EXERCISE MATERIALS
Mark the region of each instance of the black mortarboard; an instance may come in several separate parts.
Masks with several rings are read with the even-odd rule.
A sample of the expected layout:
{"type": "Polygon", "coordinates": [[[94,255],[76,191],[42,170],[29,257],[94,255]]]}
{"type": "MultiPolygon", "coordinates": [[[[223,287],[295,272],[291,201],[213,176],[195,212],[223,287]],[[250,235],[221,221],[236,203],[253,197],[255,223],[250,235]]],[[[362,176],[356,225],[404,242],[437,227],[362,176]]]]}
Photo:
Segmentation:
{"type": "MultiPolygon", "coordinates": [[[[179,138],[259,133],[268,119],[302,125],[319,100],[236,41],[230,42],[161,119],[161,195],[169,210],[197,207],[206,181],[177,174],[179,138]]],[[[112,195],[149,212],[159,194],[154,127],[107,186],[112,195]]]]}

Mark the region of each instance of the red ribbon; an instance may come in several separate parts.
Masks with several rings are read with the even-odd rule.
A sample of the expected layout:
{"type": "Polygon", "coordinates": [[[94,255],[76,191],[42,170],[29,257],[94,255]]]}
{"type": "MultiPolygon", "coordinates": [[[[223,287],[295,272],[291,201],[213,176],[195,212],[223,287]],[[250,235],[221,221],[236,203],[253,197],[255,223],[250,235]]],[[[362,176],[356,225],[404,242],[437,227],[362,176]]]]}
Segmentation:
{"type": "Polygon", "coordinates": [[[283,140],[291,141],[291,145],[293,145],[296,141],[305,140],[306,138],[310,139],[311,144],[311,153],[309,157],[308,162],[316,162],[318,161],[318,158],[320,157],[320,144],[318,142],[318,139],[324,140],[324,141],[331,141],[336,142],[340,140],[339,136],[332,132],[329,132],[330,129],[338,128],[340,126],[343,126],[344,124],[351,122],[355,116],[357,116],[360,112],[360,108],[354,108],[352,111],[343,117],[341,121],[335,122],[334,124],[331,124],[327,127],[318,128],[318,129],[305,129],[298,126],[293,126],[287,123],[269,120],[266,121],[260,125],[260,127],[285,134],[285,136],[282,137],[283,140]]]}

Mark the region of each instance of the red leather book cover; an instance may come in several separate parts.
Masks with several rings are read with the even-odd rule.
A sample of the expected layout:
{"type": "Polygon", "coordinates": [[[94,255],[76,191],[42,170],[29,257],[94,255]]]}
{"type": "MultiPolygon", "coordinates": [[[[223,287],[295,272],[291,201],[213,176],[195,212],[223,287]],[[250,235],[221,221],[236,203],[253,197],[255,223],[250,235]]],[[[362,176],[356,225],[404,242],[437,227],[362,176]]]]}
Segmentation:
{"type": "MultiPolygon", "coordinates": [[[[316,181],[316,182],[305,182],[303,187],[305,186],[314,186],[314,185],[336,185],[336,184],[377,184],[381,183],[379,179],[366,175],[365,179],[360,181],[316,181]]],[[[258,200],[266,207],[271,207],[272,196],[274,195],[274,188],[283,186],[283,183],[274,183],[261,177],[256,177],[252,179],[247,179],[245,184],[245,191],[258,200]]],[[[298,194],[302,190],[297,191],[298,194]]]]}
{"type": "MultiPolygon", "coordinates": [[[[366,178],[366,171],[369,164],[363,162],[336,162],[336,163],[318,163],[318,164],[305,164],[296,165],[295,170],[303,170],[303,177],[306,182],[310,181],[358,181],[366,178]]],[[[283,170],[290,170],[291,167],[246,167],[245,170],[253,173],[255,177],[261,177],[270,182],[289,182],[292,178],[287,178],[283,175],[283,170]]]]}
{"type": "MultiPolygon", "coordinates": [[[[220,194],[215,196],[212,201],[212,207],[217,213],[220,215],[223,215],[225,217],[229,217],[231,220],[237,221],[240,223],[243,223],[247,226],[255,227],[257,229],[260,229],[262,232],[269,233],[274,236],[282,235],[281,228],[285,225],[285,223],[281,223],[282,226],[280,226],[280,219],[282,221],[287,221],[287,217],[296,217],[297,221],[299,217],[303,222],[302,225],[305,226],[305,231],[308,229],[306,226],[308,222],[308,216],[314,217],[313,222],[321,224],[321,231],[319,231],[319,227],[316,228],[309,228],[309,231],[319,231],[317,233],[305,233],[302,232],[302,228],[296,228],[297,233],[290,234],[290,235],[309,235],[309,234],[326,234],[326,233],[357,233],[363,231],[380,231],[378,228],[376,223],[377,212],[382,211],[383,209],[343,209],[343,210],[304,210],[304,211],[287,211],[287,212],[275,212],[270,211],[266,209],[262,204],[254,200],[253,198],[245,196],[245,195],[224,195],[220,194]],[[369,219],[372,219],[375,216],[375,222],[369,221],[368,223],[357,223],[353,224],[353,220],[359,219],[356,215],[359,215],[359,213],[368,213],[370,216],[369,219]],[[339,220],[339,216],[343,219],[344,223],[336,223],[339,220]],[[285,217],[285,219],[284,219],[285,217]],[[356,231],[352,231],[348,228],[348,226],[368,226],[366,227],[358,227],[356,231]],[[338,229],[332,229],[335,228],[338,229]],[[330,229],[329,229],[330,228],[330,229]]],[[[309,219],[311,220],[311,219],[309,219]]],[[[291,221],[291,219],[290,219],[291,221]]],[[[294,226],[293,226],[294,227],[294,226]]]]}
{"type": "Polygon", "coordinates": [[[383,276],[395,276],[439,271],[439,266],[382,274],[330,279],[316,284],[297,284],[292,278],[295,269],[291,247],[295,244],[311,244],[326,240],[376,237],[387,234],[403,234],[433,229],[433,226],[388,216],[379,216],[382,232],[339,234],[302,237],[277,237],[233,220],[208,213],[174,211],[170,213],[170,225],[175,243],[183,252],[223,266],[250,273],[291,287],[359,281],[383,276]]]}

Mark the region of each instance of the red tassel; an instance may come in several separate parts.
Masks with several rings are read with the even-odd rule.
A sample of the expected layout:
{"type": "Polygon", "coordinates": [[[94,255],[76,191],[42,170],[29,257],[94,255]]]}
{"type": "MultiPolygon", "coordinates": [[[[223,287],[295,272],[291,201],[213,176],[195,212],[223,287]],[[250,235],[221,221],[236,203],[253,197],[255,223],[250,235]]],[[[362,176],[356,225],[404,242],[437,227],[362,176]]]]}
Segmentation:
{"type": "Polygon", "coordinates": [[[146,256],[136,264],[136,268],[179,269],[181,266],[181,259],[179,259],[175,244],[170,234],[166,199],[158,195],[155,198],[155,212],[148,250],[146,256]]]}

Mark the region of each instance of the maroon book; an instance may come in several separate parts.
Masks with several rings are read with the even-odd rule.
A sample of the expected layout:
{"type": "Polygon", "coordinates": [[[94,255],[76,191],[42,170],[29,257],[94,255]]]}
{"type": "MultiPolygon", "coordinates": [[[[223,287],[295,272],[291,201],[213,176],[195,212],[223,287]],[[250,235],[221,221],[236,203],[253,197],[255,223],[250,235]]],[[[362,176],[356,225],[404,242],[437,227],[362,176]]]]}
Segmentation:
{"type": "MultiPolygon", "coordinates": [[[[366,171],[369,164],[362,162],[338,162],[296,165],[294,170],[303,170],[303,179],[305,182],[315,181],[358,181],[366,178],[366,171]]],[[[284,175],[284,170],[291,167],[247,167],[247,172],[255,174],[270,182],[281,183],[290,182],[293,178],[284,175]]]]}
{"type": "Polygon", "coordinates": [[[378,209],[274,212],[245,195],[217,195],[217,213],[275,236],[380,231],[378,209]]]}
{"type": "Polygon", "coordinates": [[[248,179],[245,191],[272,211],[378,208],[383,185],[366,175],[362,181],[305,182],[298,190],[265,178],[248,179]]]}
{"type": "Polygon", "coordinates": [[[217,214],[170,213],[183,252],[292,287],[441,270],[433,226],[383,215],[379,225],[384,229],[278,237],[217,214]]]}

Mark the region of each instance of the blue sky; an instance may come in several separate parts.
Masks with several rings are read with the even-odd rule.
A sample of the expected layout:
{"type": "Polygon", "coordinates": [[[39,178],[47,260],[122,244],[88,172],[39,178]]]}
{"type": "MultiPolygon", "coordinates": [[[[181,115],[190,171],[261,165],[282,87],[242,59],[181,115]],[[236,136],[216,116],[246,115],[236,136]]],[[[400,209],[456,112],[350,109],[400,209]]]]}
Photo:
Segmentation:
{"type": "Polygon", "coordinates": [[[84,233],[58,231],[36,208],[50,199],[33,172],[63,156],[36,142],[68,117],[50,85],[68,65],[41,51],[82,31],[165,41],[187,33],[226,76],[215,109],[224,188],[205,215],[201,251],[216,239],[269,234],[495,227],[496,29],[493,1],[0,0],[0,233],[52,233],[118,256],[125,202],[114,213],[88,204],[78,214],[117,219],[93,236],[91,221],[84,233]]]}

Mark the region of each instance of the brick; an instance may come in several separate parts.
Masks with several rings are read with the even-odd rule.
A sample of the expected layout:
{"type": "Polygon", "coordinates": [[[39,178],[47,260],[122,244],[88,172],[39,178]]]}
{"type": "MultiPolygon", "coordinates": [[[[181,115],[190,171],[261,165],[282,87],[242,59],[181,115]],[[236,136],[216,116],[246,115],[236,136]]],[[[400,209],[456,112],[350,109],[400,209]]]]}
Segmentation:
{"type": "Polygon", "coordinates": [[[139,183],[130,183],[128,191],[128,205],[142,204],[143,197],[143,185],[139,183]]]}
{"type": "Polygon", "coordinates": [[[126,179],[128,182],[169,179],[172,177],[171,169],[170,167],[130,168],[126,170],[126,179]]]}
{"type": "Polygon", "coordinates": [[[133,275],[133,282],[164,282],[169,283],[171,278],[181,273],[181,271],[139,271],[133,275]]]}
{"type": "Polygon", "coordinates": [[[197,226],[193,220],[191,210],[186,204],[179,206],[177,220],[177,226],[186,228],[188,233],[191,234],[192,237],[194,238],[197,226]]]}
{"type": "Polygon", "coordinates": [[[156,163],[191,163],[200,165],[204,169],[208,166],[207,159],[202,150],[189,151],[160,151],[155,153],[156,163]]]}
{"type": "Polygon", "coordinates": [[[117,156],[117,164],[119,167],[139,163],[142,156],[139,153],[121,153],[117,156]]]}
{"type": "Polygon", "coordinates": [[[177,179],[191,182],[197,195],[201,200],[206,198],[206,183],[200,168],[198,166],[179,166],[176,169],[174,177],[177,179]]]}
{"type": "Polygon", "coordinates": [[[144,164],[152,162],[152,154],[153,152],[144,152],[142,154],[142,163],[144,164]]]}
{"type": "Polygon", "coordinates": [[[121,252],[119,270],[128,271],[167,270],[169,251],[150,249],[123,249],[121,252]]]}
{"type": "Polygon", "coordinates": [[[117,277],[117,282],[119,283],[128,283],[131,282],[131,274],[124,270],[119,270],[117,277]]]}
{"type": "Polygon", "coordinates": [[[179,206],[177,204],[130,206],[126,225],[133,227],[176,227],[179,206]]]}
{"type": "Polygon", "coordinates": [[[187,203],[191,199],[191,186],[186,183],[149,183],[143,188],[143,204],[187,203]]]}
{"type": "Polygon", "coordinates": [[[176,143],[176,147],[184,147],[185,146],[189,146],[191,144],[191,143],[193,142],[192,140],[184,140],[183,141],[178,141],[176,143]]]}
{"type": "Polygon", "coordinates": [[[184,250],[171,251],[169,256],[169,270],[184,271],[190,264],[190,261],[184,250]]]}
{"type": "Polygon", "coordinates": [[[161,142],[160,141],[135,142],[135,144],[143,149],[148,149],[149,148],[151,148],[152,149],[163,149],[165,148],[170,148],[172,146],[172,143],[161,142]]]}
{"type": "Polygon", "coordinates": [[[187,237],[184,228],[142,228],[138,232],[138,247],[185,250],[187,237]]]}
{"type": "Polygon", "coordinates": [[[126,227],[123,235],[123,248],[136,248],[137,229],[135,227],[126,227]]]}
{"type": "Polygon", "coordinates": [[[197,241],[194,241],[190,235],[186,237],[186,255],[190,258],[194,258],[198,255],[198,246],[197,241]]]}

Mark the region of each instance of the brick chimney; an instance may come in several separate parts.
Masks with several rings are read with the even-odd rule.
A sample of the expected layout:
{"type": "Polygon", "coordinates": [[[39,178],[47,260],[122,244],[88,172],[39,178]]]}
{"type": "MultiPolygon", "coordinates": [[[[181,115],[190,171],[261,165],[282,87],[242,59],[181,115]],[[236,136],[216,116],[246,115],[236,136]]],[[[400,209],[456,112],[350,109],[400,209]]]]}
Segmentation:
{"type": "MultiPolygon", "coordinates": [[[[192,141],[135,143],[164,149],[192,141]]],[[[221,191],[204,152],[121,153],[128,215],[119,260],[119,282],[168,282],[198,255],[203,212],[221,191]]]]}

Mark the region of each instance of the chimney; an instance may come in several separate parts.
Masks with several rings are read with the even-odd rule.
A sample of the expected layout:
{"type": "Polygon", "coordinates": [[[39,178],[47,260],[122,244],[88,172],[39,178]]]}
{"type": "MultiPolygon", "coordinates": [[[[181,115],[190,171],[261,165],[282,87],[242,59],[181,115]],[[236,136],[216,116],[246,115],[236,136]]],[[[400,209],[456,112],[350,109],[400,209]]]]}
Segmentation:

DESCRIPTION OF THE TASK
Quote only the lines from the line containing "Mark the region of each instance of the brick chimney;" through the end of the listing, please, keeping both the first and the last line.

WRITTEN SOLUTION
Mark the region of each instance of the brick chimney; an instance may come in several separate parts.
Masks with several rings are read with the even-odd rule.
A sample of the expected layout:
{"type": "Polygon", "coordinates": [[[39,178],[47,260],[122,244],[88,172],[39,178]]]}
{"type": "MultiPolygon", "coordinates": [[[[181,115],[190,171],[261,165],[282,87],[242,59],[181,115]],[[236,136],[216,116],[246,115],[236,136]]],[[[400,209],[456,112],[350,109],[400,209]]]]}
Segmentation:
{"type": "MultiPolygon", "coordinates": [[[[192,141],[135,143],[164,149],[192,141]]],[[[221,191],[204,152],[121,153],[128,215],[119,260],[119,282],[168,282],[198,255],[203,212],[221,191]]]]}

Mark the region of each instance of the chimney; an instance may come in several separate parts.
Masks with several rings are read with the even-odd rule.
A sample of the expected layout:
{"type": "Polygon", "coordinates": [[[39,178],[47,260],[122,244],[88,172],[39,178]]]}
{"type": "MultiPolygon", "coordinates": [[[[181,115],[190,171],[261,165],[282,87],[242,59],[181,115]],[[236,136],[216,116],[246,115],[236,136]]],[[[400,209],[456,112],[350,109],[400,209]]]]}
Segmentation:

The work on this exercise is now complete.